Data records:
════
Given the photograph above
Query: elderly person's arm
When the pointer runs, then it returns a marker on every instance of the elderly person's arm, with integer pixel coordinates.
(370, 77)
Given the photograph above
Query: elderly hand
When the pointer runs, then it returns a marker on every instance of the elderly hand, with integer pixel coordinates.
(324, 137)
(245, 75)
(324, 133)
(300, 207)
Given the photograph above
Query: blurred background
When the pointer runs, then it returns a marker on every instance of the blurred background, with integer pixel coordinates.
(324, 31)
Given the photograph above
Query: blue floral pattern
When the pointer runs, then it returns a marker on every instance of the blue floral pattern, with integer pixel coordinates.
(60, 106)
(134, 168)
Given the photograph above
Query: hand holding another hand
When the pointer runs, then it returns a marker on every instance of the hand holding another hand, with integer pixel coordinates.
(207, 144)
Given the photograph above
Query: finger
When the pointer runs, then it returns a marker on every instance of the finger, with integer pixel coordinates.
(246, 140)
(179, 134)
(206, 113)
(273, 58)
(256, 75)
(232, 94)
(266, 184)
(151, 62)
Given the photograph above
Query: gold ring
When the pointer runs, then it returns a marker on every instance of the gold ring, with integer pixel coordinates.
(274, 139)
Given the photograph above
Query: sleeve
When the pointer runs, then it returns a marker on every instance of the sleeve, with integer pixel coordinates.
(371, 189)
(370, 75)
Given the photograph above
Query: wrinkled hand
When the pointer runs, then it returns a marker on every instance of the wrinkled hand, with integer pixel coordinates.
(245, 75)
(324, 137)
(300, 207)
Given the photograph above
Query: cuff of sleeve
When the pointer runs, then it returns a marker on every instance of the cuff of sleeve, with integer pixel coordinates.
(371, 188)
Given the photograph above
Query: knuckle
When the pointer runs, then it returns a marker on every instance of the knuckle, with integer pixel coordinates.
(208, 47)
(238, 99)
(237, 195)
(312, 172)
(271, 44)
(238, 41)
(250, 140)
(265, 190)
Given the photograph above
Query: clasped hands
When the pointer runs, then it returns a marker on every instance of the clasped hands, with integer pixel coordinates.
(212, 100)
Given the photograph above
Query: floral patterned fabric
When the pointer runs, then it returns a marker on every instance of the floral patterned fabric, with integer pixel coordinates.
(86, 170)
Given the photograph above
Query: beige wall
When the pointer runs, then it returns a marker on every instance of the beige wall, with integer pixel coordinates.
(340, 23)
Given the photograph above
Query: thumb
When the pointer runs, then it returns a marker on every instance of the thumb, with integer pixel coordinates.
════
§ **Task item**:
Write the records out in full, exactly as they read above.

§ **Solution to this task**:
Given the photograph above
Query: elderly person's arm
When the pointer runs, then it returns a marker on every instance of the elderly person's arm, with integer pixel coordinates.
(370, 77)
Given the photograph above
Query: elderly hand
When the pointer runs, then it returns a marker on every instance of the elderly hand, with integer pixel coordinates.
(324, 137)
(245, 75)
(324, 133)
(300, 207)
Given the photograph above
Query: blurred background
When the pointer runs, then it returns a marker on every instance of the blurred background, with integer pixel coordinates.
(324, 31)
Given the photograph above
Query: blue floral pattern
When the pointer runs, then it returns a marker on every instance of the blue floral pattern, with integer pixel coordinates.
(60, 106)
(134, 168)
Given the photograph above
Query: hand holding another hand
When the pointer runs, then it returns a marker on every instance of the hand holding another hand, with integer pixel coordinates.
(207, 144)
Given the photograph above
Query: finger
When the pointer runs, then it returns a marker on every instance of the finger, with integer pixel coordinates.
(246, 140)
(179, 134)
(206, 113)
(273, 58)
(256, 75)
(232, 94)
(266, 184)
(151, 62)
Given the photograph above
Query: gold ring
When the pointer runs, then it returns a marker on every instance of the gold ring, with integer pixel coordinates.
(274, 139)
Given the photograph above
Query: sleeve
When the pointer runs, then it returns a marker on every instance of the sleeve, with integer pixel coordinates.
(371, 189)
(370, 75)
Given the photograph above
Query: wrinkled hand
When the pointer runs, then it returns a marker on every instance of the wrinkled hand, with integer pixel coordinates.
(245, 75)
(324, 137)
(300, 207)
Given the photograph above
Query: cuff of sleeve
When the pointer runs, then it returns a marker on every instance of the cuff of sleeve, with integer pixel coordinates.
(371, 188)
Given the photograph above
Query: knuckle
When the pointer runs, then it returns a marker on every instance of the knuckle, with integer pixel coordinates.
(208, 47)
(238, 99)
(237, 195)
(312, 172)
(271, 44)
(238, 41)
(250, 140)
(265, 190)
Given the photograph above
Query: clasped hands
When the pointer runs, then it returns a marker on every instance of the clasped hands, with integer pixel coordinates.
(212, 100)
Given the photograph above
Query: floral patterned fabric
When the pointer runs, then it returns a marker on every instance of the floral patterned fabric, with integer pixel coordinates.
(86, 170)
Given the photograph above
Query: beige wall
When the pointer runs, then it returns a marker on every instance of the beige wall, with integer pixel coordinates.
(340, 23)
Given the photograph above
Query: thumb
When the pointer runs, then it returns a marker on every instance of the thumb, with integer pixel coordinates.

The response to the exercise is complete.